===== DONNÉES PRÉSENTÉES

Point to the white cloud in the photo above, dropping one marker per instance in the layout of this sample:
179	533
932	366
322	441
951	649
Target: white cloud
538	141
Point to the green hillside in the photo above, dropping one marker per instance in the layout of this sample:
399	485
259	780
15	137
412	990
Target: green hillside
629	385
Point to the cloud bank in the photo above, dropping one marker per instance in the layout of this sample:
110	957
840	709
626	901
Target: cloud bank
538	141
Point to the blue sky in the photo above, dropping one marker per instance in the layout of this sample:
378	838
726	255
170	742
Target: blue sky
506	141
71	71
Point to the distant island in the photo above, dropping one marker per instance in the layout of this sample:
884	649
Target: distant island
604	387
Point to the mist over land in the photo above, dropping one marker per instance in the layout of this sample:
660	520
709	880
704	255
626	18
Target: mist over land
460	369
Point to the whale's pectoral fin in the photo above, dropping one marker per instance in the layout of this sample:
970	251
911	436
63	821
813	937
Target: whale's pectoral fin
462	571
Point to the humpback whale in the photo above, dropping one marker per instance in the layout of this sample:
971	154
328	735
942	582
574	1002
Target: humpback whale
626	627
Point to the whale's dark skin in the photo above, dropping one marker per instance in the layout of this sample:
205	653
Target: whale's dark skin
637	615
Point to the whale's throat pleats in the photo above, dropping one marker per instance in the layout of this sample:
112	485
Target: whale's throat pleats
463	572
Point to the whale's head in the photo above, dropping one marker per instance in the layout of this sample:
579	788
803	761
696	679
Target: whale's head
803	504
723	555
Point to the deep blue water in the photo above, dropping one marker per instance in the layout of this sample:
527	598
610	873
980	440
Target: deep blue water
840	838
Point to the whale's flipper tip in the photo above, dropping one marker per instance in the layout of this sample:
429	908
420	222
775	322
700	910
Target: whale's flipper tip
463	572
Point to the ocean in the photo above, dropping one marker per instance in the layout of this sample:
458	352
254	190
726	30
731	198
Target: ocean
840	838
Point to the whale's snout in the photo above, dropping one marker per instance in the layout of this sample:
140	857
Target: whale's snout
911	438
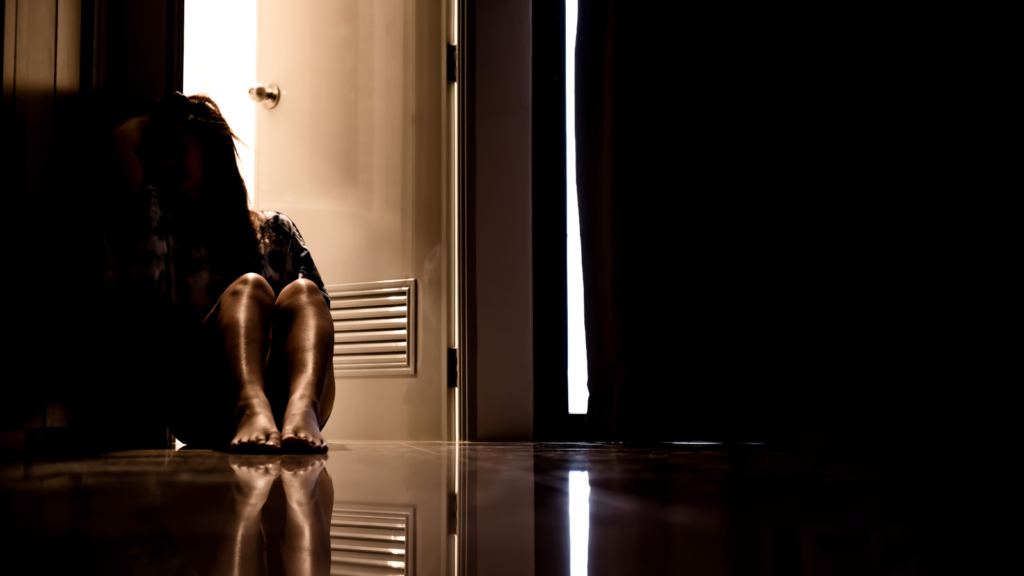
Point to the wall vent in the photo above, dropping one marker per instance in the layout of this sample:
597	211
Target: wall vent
374	328
372	540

==========

§ **PROBLÈME À RÉSOUDRE**: Recopiez toutes les données ci-dessus en remplaçant partout "dropping one marker" par "placing one marker", sans rien modifier d'autre. Omettez les images.

§ **RÉSULTAT PRODUIT**:
Point to the white cloud in the photo above, placing one marker per instance in the layout of this sample:
179	533
932	366
322	441
951	649
Target: white cloud
538	141
Point to the green hillside in the photo above, placing one marker per instance in the layout of this sample:
399	485
259	780
15	137
412	990
Target: green hillside
629	385
Point to the cloud bank in the photo above, placing one marker per instance in the layout of this sample:
110	957
840	709
626	901
Target: cloud bank
538	141
Point to the blue sky in the photo above, placing one marker per instance in the layout of this sample:
378	838
726	255
170	742
Target: blue sky
506	141
71	71
Point to the distant island in the photo above, placing one marker per instance in the layout of this sample:
884	649
Target: distant island
604	387
Point to the mist over land in the photo above, placing one marker per instance in the layout of this sample:
660	520
709	880
704	255
626	18
Target: mist over land
460	369
Point to the whale's pectoral fin in the photo above, placing one marker per instance in the layout of this sample:
970	251
911	436
63	821
813	937
Target: whale's pectoral fin
462	571
Point to the humpback whale in the photo above, placing one marker per instance in the layout of this sample:
971	154
328	735
942	582
574	1002
Target: humpback whale
626	627
Point to the whale's dark skin in the photo above, placing one marker per instance in the layout of this sample:
205	653
Target: whale's dark skin
637	615
Point to the whale's throat pleats in the photo above, placing one marker per instance in the layout of this sample:
112	485
Target: whale's throat pleats
463	572
Point to the whale's head in the photo above, placing one marker per instance in the layout of this sample:
579	788
803	761
696	679
Target: whale's head
803	504
723	555
Point to the deep blue water in the photo above, placing one marker per instance in the layout of this sample:
527	598
610	873
980	440
Target: deep blue water
840	838
Point to the whale's flipper tip in the photo above, placing one marker per instance in the layout of this sample:
429	908
420	222
775	322
700	910
Target: whale's flipper tip
463	572
Point to the ocean in the photo above, placing one marker per instance in the layout of this sample:
458	352
254	190
726	30
731	198
Target: ocean
840	838
Point to the whale's snout in the photo above, placing one marker per instance in the layout of this sample:
140	857
Target: whale's snout
911	438
Point to the wall vent in the photo above, placing one marker per instance in the layout of this sample:
597	211
Target: wall vent
374	328
372	540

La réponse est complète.